▸ **TASK STATEMENT**: Please return every line of the data below verbatim, without changing anything.

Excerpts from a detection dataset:
═══

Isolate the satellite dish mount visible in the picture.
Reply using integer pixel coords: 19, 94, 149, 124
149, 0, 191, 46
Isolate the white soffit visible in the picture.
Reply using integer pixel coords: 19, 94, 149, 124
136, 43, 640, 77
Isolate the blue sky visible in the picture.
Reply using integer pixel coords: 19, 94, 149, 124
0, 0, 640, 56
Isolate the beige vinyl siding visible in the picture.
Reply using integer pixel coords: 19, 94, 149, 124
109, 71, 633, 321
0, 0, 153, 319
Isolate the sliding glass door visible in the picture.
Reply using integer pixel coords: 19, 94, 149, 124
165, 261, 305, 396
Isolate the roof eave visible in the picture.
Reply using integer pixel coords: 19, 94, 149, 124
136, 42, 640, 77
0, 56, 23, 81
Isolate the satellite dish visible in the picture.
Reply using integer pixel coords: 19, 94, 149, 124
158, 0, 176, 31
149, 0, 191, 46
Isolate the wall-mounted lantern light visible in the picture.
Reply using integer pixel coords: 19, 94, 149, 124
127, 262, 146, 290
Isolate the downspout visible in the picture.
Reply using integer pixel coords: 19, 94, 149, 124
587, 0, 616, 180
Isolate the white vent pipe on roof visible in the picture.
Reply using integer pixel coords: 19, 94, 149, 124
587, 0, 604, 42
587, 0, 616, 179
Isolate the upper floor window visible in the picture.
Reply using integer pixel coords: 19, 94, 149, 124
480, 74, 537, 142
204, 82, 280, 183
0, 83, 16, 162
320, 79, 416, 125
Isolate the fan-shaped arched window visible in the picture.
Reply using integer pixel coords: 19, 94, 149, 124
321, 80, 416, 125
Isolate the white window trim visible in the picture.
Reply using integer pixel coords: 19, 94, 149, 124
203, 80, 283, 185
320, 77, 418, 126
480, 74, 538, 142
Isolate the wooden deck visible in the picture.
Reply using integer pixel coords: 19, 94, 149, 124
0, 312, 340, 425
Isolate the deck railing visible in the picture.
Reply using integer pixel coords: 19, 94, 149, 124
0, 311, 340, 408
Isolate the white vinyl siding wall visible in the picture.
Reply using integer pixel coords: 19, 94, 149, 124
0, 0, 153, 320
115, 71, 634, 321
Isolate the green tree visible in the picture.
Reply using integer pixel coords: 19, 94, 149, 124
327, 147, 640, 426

═══

▸ **SOLUTION TO THE PROBLEM**:
Isolate the satellite dish mount visible in the picture.
Reply using integer pixel coords: 19, 94, 149, 124
149, 0, 191, 46
Isolate the white soffit visible in the picture.
Reply using integer pixel coords: 19, 94, 149, 124
136, 43, 640, 77
Isolate the blue sky visible in the picture.
Reply using integer pixel coords: 19, 94, 149, 124
0, 0, 640, 56
Isolate the beige vinyl siding visible in the picture.
Reply using integer pixel coords: 19, 94, 149, 124
109, 71, 633, 321
0, 0, 153, 319
Isolate the sliding glass door visible in the picture.
Reply using integer pixel coords: 19, 94, 149, 124
165, 261, 305, 396
Isolate the roof eave visible in the picture.
Reply using integer pixel coords: 19, 94, 149, 124
136, 42, 640, 77
0, 56, 23, 81
Isolate the satellite dish visible in the picture.
Reply using integer pixel coords: 19, 94, 149, 124
158, 0, 176, 31
149, 0, 191, 46
Isolate the wall-mounted lantern light visible in the picture.
Reply using integer pixel coords: 19, 94, 149, 124
127, 262, 146, 290
Isolate the downspout visible in the picture.
Reply using integer pixel coords: 19, 94, 149, 124
587, 0, 616, 180
Isolate the white vent pipe on roof visible in the picture.
Reply using integer pixel coords: 19, 94, 149, 124
587, 0, 604, 42
587, 0, 616, 179
Isolate the upper floor window visible in the picture.
Reply using integer pixel coords: 19, 94, 149, 124
480, 74, 537, 142
204, 82, 280, 183
0, 83, 16, 162
320, 79, 416, 125
Isolate the fan-shaped arched window visible in the picture.
Reply using integer pixel coords: 19, 94, 149, 124
321, 80, 416, 125
Isolate the white window trim visible in the picture.
Reply using integer pixel coords: 19, 94, 149, 124
203, 80, 283, 185
320, 77, 418, 126
480, 74, 538, 142
Isolate the wooden deck visible in the picture.
Reply using integer pixel coords: 19, 94, 149, 124
0, 312, 340, 425
Isolate the deck railing visible in the picture.
Reply using integer pixel coords: 19, 94, 149, 124
0, 311, 340, 408
Isolate the white vinyl siding wall visible in the picture.
Reply using integer pixel coords: 19, 94, 149, 124
0, 0, 153, 320
115, 71, 634, 321
Isolate the green tree visible in the picture.
Reply using integer pixel coords: 19, 94, 149, 124
327, 147, 640, 426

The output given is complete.